[TASK OBJECTIVE]
Leave out the pictures and copy the remaining records exactly.

[DATASET]

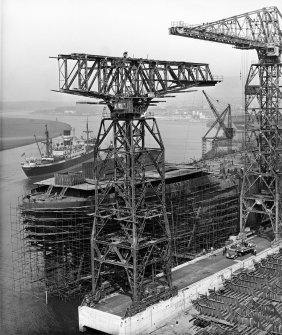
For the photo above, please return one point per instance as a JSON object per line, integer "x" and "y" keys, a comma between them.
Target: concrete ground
{"x": 183, "y": 276}
{"x": 183, "y": 323}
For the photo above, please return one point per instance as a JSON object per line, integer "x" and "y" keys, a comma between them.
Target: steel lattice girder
{"x": 263, "y": 140}
{"x": 253, "y": 30}
{"x": 111, "y": 78}
{"x": 131, "y": 233}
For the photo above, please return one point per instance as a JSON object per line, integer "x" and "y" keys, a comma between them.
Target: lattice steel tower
{"x": 130, "y": 242}
{"x": 259, "y": 30}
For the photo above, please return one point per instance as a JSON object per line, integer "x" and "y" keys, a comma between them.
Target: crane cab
{"x": 272, "y": 50}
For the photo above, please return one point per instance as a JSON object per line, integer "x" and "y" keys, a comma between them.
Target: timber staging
{"x": 245, "y": 297}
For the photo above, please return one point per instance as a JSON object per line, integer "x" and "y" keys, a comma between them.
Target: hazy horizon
{"x": 33, "y": 30}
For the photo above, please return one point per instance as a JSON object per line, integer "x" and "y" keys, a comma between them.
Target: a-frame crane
{"x": 131, "y": 240}
{"x": 223, "y": 124}
{"x": 259, "y": 30}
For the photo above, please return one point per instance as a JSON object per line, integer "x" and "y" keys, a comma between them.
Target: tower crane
{"x": 258, "y": 30}
{"x": 219, "y": 122}
{"x": 131, "y": 239}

[REPLY]
For the photo above, please return one point per instance as a JSON object per line, integer "x" and "y" keys, a comma between them.
Target: concrete ground
{"x": 183, "y": 276}
{"x": 183, "y": 323}
For the photo above, please return one point per instance as a JSON object per line, integer "x" and "y" keys, a comma between them.
Target: steel lattice girder
{"x": 263, "y": 140}
{"x": 253, "y": 30}
{"x": 111, "y": 78}
{"x": 131, "y": 233}
For the photo above, please return one point per instance as a JSON object per line, integer "x" and "y" keys, a comma between them.
Target: lattice steel tower
{"x": 130, "y": 242}
{"x": 259, "y": 30}
For the photo above, please return one point per instance as a JSON object per line, integer "x" and "y" keys, a comma between them.
Target: crane cab
{"x": 272, "y": 50}
For the photo above, please return one point per instance as a JSON object per line, integer "x" and "y" keys, a comma between them.
Target: timber staging
{"x": 245, "y": 297}
For the photo above, please return one point per instance as a JSON object per line, integer "x" and "y" keys, a comma between them.
Target: hazy horizon
{"x": 33, "y": 30}
For the photo above, please return one point per instance as a JSON object per line, integer "x" and "y" keys, a comma between them.
Target: a-frame crane
{"x": 131, "y": 240}
{"x": 223, "y": 124}
{"x": 259, "y": 30}
For the photo above, please return one point per instance as a JSON object per line, integer "x" and "y" keys, a comma between them.
Target: tower crane
{"x": 258, "y": 30}
{"x": 219, "y": 122}
{"x": 131, "y": 239}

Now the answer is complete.